» **Estratto**
----

Visioni sociali:La Storia/Le storie
26 Novembre 2016 - 27 Novembre 2016
Da ottobre a giugno, otto appuntamenti con otto parole chiave: un “contenitore” di cinema che sappia attraversare i generi, i formati, le provenienze, per offrire una riflessione ad ampio raggio sul mondo che ci circonda, superando ogni tipo di definizione e di etichetta.
Con La Storia/Le storie proponiamo un percorso attraverso alcuni film che negli ultimi vent’anni hanno raccontato l’Italia con un occhio particolare alle vite quotidiane dei singoli: un punto di vista dal basso, per raccontare come la Storia con la S maiuscola influenzi il privato delle persone e al contempo come siano proprio le scelte individuali a dare un senso e spesso una direzione alla vita pubblica. Le donne letterate ai margini della storia, i primi slanci risorgimentali, il Novecento con il suo carico di guerre e di dolore, la Seconda guerra mondiale e il nazifascismo, le rivolte sindacali e la mafia, la sinistra italiana di fronte alla deriva politica del berlusconismo. Tanti tasselli che prendono vita come nelle carte dei cantastorie, perché come cantava De Gregori: «La Storia non si ferma davvero / Davanti a un portone / La Storia entra dentro le nostre stanze / E le brucia / La Storia dà torto o dà ragione / La Storia siamo noi / Siamo noi che scriviamo le lettere / Siamo noi che abbiamo tutto da vincere / O tutto da perdere».
Rassegna a cura di Maria Coletti
sabato 26
ore 17.00 Aprile di Nanni Moretti (1998, 78′)
Film di famiglia e diario intimo, l’ottavo lungometraggio di Moretti comincia il 28 marzo 1994 (vittoria elettorale della destra berlusconiana), termina nell’agosto 1997 quando l’autore decide di tornare al cinema di finzione con il musical su un pasticciere trotzkista, e fa perno sul 18 aprile 1996 quando gli nasce il figlio Pietro, mentre, vinte le elezioni, il centrosinistra dell’Ulivo va al governo. «Sembra semplice, ma non lo è. Sembra un diario minimo, una confessione a bassa voce, una lettera a un amico tenuta dentro a lungo e finalmente spedita, e forse lo è. Aprile, di Nanni Moretti, sfugge alle definizioni, scivola fra le mani. Alcuni si sono irritati, molti vi si sono rispecchiati. Diavolo di un “autarchico”, sempre lì lì per realizzare il “grande” film, e poi ancora a tentare di capire se stesso, l’Italia, il privato che si intreccia con il pubblico, tra rabbie, delusioni, speranze, risate» (Paini).

----

» **Compiti da svolgere**
(a) Chi cura la rassegna, secondo la presentazione della rassegna?
(b) Per favore, prosegui la presentazione della rassegna dopo l'ultima frase riportata.
Questi record provengono da una fonte diversa.

» **Record tratti da una raccolta**
----

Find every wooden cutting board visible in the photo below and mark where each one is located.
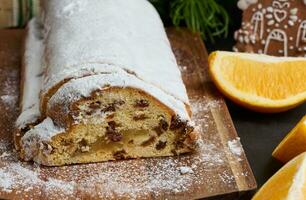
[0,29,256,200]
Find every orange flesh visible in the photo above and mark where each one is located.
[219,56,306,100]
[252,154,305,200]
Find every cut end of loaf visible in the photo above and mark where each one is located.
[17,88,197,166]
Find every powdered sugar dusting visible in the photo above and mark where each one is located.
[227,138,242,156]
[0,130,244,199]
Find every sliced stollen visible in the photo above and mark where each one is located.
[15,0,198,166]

----

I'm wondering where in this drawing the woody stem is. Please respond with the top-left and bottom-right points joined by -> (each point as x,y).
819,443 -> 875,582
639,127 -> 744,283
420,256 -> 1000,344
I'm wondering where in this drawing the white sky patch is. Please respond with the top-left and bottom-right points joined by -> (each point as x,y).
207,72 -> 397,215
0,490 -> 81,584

----

» **Risposte ai compiti**
(a) La rassegna è a cura di Maria Coletti.

(b)
ore 19.00 L’uomo che verrà di Giorgio Diritti (2010, 117′)
1943/1944. Martina ha 8 anni ed è l’unica figlia di una coppia di poveri contadini. La sua famiglia vive in un paesino alle pendici di Monte Sole e la bambina ha smesso di parlare qualche anno prima quando il suo fratellino è morto dopo pochi giorni di vita. La sua mamma è di nuovo incinta e Martina trascorre le sue giornate aspettando e sognando il suo “nuovo” fratellino. Nella notte tra il 28 e il 29 settembre del 1944 finalmente nasce il bambino e poche ore dopo le SS iniziano un rastrellamento senza precedenti. È l’inizio di quella che verrà ricordata come la strage di Marzabotto in cui persero la vita 780 civili, in maggioranza donne e bambini. «Recuperando una moralità troppe volte dimenticata, evitando qualsiasi gratuita spettacolarizzazione, Diritti non ci racconta uno dei tanti eccidi dell’ultimo conflitto ma il destino di vittime che la guerra fa cadere sulle persone: evita le trappole della revisione storiografica, dimostra un pudore coraggioso di fronte alla messa in scena della morte e riesce a fare un film che è soprattutto un inno alla vita, aiutato in questo da un cast perfetto dove professionisti (Maya Sansa e Alba Rohrwacher, ottime; Claudio Casadio, sorprendente) e non (la piccola Greta Zuccheri Montanari nel ruolo di Martina; le comparse del luogo) sanno trasmettere un’immagine indimenticabile di verità e di dolore» (Mereghetti).
ore 21.00 Fuoco su di me di Lamberto Lambertini (2005, 100′)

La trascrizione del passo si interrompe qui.